**SELECTED PASSAGE**
● ● ● ● ●
Filmmaker Jang Hun discusses the tension between him and his mentor, Korean auteur Kim Ki Duk.
By Eugene Yi
Korean auteur Kim Ki-duk recently emerged from a self-induced exile in the Korean mountains with the film Arirang, which premiered to a standing ovation at the 2011 Cannes Film Festival. It’s essentially a 100-minute video blog, wrenching and profane, that explains his absence from filmmaking.
He first ascribed it to an actress’s near-death during the shooting of a suicide scene in his 2008 film Dream. But then, Kim went on to explain how his ability to trust had been shattered by The Frontline director Jang Hun.
Jang had long worked with Kim, starting in the production department and eventually becoming one of the assistant directors. But during the pre-production phase for a Kim film, Jang and a producer left to work on Secret Reunion, the young director’s sophomore film.
“They left like cowards,” Kim said in Arirang. He called Jang an opportunist, and the film ends with Kim [spoiler alert] assembling a gun, shouting “I’m coming to kill you!” and “Traitors!” as he drives into the city. [The film then veers abruptly into fiction, with Kim entering a series of buildings, each of which rings out with a single shot. The revenge fantasy ends with his own suicide.]
“It was the worst thing that happened to me. Not Arirang, but whatever happened before that, and the situation with [Kim], everything from that time,” said Jang haltingly, as a bossanova cover of No Doubt’s “Don’t Speak” played over the speakers at the cafe where we met before a November 2011 screening of The Frontline, Jang’s Korean War epic, in Los Angeles.
“I should have explained myself, but I didn’t,” continued Jang. “It was a big mistake. And I suffered greatly because of it. I haven’t said this to any of the Korean press, but I really didn’t understand the situation at the time.”
● ● ● ● ●
**INSTRUCTIONS FOR THE TASK**
Write out the stretch of the article from "Filmmaker Jang Hun" through "director Jang Hun.", swapping "standing ovation" for "warm reception". Rely on nothing but the article.

**DATASET RECORDS**
● ● ● ● ●
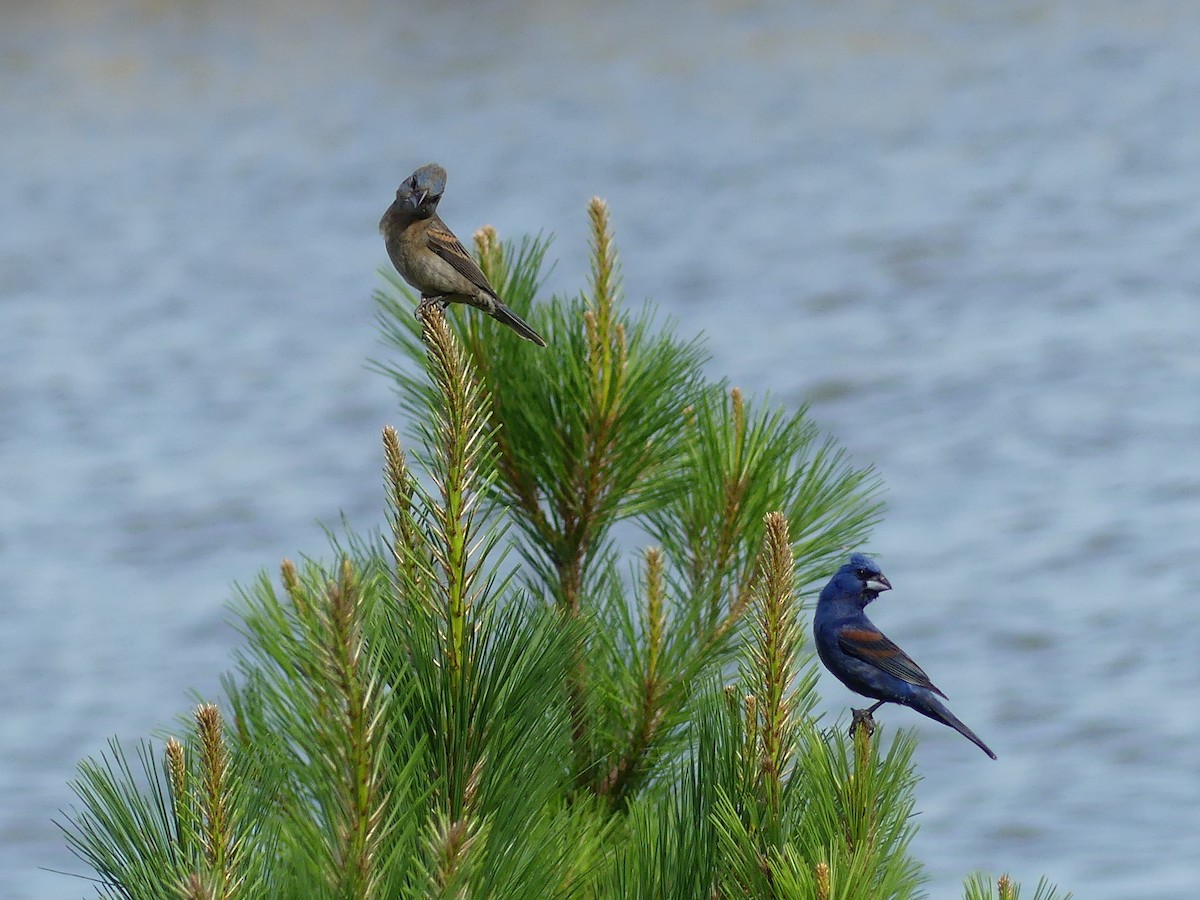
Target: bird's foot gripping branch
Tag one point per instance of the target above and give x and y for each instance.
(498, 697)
● ● ● ● ●
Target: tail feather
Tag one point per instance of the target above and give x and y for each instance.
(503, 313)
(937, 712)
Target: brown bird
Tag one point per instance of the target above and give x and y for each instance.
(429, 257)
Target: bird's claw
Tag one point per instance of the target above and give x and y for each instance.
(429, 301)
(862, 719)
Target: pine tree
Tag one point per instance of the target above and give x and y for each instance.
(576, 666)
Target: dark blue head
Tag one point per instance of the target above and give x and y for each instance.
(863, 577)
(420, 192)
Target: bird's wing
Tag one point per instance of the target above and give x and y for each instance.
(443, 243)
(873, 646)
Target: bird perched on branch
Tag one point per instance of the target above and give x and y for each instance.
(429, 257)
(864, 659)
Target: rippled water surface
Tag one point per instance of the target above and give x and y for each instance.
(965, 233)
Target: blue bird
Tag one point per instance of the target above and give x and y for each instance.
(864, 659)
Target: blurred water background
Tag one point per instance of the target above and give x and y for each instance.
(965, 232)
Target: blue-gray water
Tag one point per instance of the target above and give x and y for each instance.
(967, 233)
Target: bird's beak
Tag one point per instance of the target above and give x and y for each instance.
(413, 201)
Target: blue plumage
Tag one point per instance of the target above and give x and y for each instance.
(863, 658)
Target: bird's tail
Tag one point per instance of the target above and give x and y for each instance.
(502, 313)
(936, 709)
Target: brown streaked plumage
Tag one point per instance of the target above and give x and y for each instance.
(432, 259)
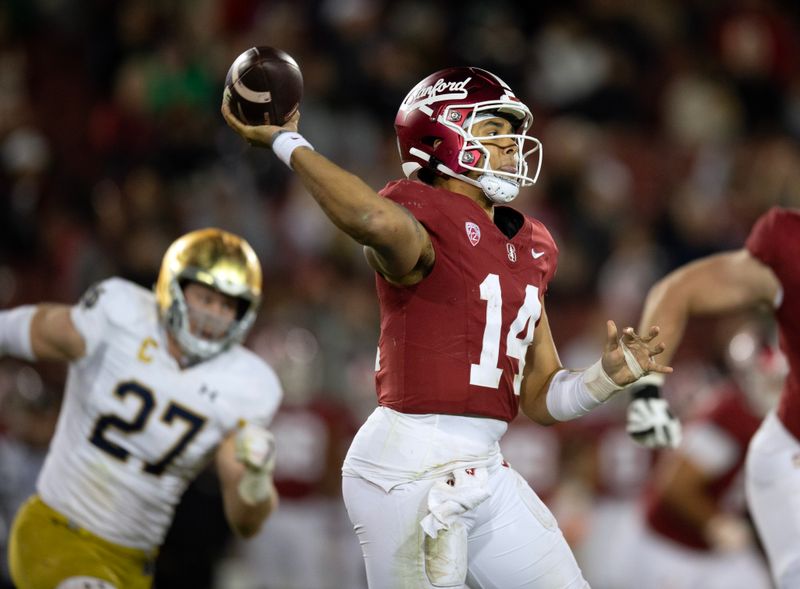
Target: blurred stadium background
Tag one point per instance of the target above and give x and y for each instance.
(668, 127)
● ● ● ● ●
**ANSWER TO THIS EXERCISE**
Filmmaker Jang Hun discusses the tension between him and his mentor, Korean auteur Kim Ki Duk.
By Eugene Yi
Korean auteur Kim Ki-duk recently emerged from a self-induced exile in the Korean mountains with the film Arirang, which premiered to a warm reception at the 2011 Cannes Film Festival. It’s essentially a 100-minute video blog, wrenching and profane, that explains his absence from filmmaking.
He first ascribed it to an actress’s near-death during the shooting of a suicide scene in his 2008 film Dream. But then, Kim went on to explain how his ability to trust had been shattered by The Frontline director Jang Hun.